• Text passage:
---

Origami Sightings - Television Advertisements

Compiled by Janet Hamilton

From the OrigamiUSA Newsletter Issue 69, June 2000

Anyone who has folded paper in public knows that origami attracts attention.  This fact has not been lost on companies trying to attract attention to their products!  Here is a list of the many sightings of origami in television advertising.

Near the end of a Microsoft commercial showing the Power of Windows95 was a clip of paper airplane folding software.

A TV commercial for a Dodge car sale has a dollar bill folding itself into the shape of a car.

Two commercials in the U.S. for Hershey's Nuggets were developed by the advertising company Ogilvy and Mather.  The first commercial involved the foil wrapper coming off the candy and folding itself into a peacock, a dinosaur, and finally a frog.  The title of the commercial is "In search of Mr. Right" and the script is "We run into big egos (peacock), small minds (dinosaur), and not a single prince charming (frog)."  A detailed analysis of the commercial can also be found in the May/June 1997 issue of Peafowl Newsletter.  The second commercial showed a gold foil wrapper fold itself into a large diamond, a winged dragon, a sword, a castle, and finally wrap itself into the nugget shape.

---

• Data listing:

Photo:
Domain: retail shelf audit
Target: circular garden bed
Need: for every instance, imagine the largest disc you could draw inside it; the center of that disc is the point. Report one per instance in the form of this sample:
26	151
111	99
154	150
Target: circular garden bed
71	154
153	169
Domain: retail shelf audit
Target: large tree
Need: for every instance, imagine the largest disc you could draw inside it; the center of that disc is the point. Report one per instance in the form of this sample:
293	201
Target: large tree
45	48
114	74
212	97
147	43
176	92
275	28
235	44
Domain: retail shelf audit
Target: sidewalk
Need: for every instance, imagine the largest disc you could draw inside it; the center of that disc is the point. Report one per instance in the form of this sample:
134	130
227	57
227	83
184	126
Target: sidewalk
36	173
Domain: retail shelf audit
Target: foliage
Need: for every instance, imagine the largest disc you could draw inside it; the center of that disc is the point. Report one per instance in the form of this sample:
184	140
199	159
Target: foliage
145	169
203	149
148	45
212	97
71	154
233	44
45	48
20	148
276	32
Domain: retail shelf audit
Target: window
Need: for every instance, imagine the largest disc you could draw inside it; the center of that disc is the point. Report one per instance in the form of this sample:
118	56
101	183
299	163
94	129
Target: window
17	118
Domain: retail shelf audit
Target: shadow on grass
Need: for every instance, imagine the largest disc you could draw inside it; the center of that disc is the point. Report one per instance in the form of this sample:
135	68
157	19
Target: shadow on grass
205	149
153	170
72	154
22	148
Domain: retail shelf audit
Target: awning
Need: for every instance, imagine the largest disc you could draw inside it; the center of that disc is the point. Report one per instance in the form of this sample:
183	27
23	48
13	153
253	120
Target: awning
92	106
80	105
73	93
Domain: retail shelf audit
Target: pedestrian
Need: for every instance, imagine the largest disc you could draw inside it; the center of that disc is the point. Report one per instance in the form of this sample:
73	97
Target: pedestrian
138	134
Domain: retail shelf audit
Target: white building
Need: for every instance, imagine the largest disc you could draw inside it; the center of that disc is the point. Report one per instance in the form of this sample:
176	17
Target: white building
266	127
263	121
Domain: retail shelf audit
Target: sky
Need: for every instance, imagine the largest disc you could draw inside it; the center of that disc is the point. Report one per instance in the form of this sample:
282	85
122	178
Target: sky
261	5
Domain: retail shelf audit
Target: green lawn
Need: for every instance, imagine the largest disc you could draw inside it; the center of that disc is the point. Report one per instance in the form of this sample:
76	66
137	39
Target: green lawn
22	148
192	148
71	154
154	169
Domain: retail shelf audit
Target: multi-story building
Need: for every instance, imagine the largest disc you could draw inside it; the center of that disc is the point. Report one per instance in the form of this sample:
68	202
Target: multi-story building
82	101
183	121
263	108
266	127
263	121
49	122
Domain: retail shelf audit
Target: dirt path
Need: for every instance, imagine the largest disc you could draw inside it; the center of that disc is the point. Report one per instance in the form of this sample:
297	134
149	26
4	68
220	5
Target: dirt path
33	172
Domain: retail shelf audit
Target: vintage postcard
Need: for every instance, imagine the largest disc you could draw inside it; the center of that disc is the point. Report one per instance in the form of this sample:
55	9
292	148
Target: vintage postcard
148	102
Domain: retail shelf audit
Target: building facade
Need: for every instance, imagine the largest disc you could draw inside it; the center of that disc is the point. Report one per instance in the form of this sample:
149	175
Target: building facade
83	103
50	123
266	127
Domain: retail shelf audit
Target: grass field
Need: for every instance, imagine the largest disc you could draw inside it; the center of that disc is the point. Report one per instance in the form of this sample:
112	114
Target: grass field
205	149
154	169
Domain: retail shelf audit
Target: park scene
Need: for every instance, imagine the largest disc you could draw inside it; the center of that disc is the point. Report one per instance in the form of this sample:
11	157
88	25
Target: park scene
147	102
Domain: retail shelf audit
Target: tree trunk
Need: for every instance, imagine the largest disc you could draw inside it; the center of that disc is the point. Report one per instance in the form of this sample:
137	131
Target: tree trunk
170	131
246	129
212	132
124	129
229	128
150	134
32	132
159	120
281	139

---

• Exercise requirements:
(1) In the origami advertising text, which advertising company developed the two Hershey's Nuggets commercials?
(2) Write the next part of the origami advertising text, picking up after its last sentence.
The rows have nothing to do with the origami advertising text.

• Responses:
(1) Ogilvy and Mather developed them.

(2)
A Little Caesar’s pizza ad had a the customer ask a goofy pizza clerk what he was to do with a pizza box.  The pizza clerk quickly manipulated the box into a pterodactyl and replied, "Have you ever heard of  origami?"  Little Caesars did hand out, upon request, an instruction sheet on how to fold your own 'origami pterodactyl" (flapping bird), but from a square of paper, not a pizza box. images/pterodactyl-001.png images/pterodactyl-002.png images/pterodactyl-003.png images/pterodactyl-004.png

About August/September 1998 a Nationwide Building Society TV ad included 3 traditional flapping birds made of graph paper flying across the screen.  This ad was spotted in Germany and the UK.

NBC TV had a station identification spot in which the NBC logo "folded" itself into a peacock.  Another station identification spot shows hands creating an origami peacock and when the feathers fan out it turns into the NBC peacock logo.

During the opening credits to a show about household topics, a 30-40 second intro shows a busy mom rushing through the house, making breakfast, vacuuming, etc.  Eventually, she grabs a piece of paper from the kitchen counter and on her way through the house (in rapid motion no less) folds it into an Origami swan, which she sails into a crying baby's playpen.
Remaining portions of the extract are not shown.